To do:
Reproduce the records below, swapping every occurrence of "one dot per instance" for "a single point per instance" and leaving everything else unchanged. Omit the pictures from your output.

Data for this exercise:
◇ ◇ ◇ ◇ ◇ ◇ ◇

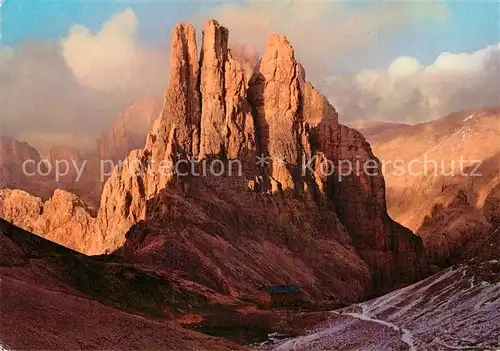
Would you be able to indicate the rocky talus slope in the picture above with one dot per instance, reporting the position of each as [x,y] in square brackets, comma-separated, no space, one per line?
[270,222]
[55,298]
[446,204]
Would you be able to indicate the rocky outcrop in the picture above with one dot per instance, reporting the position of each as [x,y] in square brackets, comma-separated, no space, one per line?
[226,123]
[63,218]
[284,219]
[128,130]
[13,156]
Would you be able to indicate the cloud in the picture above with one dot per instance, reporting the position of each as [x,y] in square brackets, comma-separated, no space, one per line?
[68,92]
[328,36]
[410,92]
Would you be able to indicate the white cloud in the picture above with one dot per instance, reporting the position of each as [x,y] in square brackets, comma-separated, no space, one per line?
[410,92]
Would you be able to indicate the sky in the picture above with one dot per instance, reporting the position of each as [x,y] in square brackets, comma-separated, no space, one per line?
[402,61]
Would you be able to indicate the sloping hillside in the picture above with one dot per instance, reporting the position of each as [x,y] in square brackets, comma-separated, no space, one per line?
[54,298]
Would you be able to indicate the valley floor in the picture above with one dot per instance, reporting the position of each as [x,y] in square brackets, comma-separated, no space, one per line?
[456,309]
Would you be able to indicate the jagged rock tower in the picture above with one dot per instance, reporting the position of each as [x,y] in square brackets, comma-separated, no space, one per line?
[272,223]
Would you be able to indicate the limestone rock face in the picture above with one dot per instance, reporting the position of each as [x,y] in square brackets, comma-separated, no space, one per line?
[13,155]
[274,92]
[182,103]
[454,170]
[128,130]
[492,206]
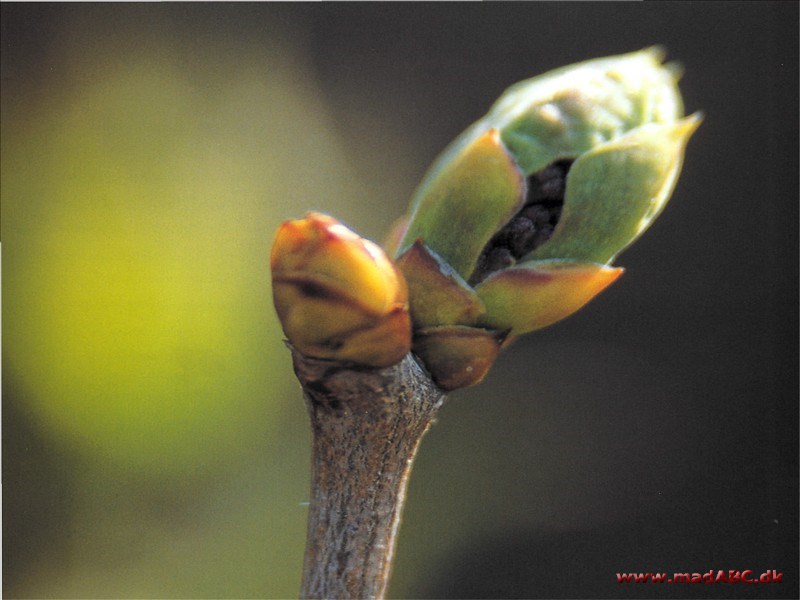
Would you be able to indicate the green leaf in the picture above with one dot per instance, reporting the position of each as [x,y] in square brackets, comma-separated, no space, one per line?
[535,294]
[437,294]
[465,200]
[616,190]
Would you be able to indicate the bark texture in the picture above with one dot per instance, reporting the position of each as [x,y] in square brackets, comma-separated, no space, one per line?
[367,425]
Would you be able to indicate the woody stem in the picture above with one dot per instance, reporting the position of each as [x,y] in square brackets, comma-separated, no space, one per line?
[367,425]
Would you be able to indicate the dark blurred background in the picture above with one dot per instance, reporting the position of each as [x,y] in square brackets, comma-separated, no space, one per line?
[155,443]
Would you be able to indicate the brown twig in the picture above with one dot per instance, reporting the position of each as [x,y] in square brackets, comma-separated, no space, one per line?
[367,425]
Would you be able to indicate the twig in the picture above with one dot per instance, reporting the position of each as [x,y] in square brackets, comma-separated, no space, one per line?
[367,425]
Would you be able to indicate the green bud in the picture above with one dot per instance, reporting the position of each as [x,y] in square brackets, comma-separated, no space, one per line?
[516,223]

◇ ◇ ◇ ◇ ◇ ◇ ◇

Problem solution:
Would you be able to indicate the rocky talus slope in the picture above with a single point per instance, reporting the position of each as [x,y] in square brackets, comma-separated, no space, one per line?
[270,222]
[55,298]
[446,204]
Would you be able to indicate the rocky outcrop in the picture above with a single point per instance, reporting the position of each as [x,y] in square brackets, comma-separated, no space, one per line?
[226,123]
[63,218]
[284,219]
[128,130]
[13,156]
Would you be able to indicate the cloud in the picture above with a single point per instance, reporting the position of each as [x,y] in square brackets, comma-separated, no space, one per line?
[68,92]
[328,36]
[410,92]
Would you be able to indicate the white cloud in the picture above with a single point per instance, reporting the position of each as [x,y] in square brackets, comma-separated, no space, one per line?
[410,92]
Would you be able to indicate the sky in the picture above with a single point per instance, reporting the position of each as [x,y] in square brackets, comma-separated, no space, one per line?
[402,61]
Would you be able to indicate the sloping hillside in the picture above with a single point per instance, reporting the position of each as [x,y] in square brackets, comma-separated, no space, one per line?
[54,298]
Would you be able to indicate the valley floor in the picture above with a single point per instance, reporting the position of each as [x,y] in square brackets, comma-separated, no space, one per line?
[456,309]
Would you be able to indicate the jagged rock tower in the picture above with a single point per instance, reporting the position of each as [x,y] in square brackets, comma-separated, no space, one per line?
[272,223]
Would you be able to indicate the limestone rock face in the picture above with a single point per instance, reporting the position of each as [x,y] in square brackets, comma-separated, no space, one per line?
[13,155]
[274,92]
[182,103]
[454,170]
[128,130]
[492,206]
Would you be able to indicate the green leaf in the picture above with a single point per instance, reporting the position of each as [x,y] in square brackets, comma-separated, no space, one per line?
[535,294]
[437,294]
[465,200]
[616,190]
Would you be able to indicate the bark texture in the picture above with a single point per instance, reporting the position of each as [x,y] in square brackets, comma-separated, no space, one per line?
[367,425]
Would you be able to indicate the woody stem in the picture above with a single point per instance, reporting the position of each as [x,y] in square brackets, comma-separated, no space, one per line?
[367,425]
Would you be able to indicate the dark blurred background in the picture above with a single point per instance, reporting the position of each as [x,y] in square brackets, comma-separated, no space, one per line?
[155,443]
Would you be able to indicate the brown twig in the picture above with a single point per instance, reporting the position of each as [x,y] in square brackets, comma-separated, no space, one per line?
[367,425]
Would you be able to indicate the twig in the picture above with a single point per instance, reporting the position of each as [x,y] in square brackets, comma-separated, no space, one per line?
[367,425]
Would you be able to indicate the green bud in the picture above with a single point per instance, reporting the position of each as [x,y] in square brackets, comma-separated, no space, one per line?
[516,223]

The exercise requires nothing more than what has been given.